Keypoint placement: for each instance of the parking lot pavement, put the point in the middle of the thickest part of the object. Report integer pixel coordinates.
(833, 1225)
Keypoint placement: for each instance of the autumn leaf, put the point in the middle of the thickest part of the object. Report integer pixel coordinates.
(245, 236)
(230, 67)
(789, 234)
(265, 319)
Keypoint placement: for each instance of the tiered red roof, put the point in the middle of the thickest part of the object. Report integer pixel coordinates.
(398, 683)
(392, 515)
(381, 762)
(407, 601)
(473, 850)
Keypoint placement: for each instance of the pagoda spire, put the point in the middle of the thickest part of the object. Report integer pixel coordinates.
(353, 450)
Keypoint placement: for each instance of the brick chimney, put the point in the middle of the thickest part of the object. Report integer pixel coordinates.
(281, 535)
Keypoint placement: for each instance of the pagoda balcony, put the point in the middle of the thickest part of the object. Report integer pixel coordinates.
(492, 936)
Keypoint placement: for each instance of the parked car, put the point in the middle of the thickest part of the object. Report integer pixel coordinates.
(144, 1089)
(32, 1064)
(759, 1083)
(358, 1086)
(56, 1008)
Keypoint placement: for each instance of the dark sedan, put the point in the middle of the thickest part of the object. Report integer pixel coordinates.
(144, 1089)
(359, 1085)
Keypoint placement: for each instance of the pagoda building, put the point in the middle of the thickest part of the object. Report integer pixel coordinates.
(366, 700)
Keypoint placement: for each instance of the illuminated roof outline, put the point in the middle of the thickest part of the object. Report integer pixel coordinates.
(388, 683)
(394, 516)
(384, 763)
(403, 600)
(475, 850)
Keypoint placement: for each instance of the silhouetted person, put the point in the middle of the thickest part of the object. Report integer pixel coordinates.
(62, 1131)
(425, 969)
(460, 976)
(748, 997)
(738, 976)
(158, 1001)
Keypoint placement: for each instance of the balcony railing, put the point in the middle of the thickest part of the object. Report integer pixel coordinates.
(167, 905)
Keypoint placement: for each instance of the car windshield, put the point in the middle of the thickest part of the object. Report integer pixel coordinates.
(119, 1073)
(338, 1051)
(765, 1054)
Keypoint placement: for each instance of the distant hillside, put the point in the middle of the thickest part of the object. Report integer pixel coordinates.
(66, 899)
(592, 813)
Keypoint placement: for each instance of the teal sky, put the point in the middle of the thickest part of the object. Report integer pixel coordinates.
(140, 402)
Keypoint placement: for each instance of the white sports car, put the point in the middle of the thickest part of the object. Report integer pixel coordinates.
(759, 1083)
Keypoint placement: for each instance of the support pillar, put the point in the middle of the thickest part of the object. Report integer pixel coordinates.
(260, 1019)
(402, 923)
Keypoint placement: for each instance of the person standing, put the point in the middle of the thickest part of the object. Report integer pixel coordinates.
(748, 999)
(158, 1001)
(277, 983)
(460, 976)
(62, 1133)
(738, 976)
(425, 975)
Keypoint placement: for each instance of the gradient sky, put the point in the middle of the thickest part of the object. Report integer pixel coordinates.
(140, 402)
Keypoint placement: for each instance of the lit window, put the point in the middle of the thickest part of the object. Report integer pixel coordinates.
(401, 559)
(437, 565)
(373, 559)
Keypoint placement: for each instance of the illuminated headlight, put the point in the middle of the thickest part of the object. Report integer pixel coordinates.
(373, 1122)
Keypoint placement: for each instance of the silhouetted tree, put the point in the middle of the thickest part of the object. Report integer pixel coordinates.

________

Please reproduce every line from the one containing "Keypoint placement: for each instance of the lit" through the end of the data, request lines included, and shift each answer's coordinates by adding 10 to every number.

→ ANSWER TO THE EXERCISE
Keypoint placement: for each instance of the lit window, put the point in the middle of the thickest part of the object. Report integer pixel coordinates.
(411, 569)
(447, 575)
(383, 569)
Keypoint placement: for each instance of the illuminated headlight, put the point in the middle of the thickest part of the object. Report integer pixel coordinates.
(383, 1132)
Keypoint placement: for each instance of the silhouetted tree, put the point in the middle of the thickest part of the object. Report integer pixel coordinates.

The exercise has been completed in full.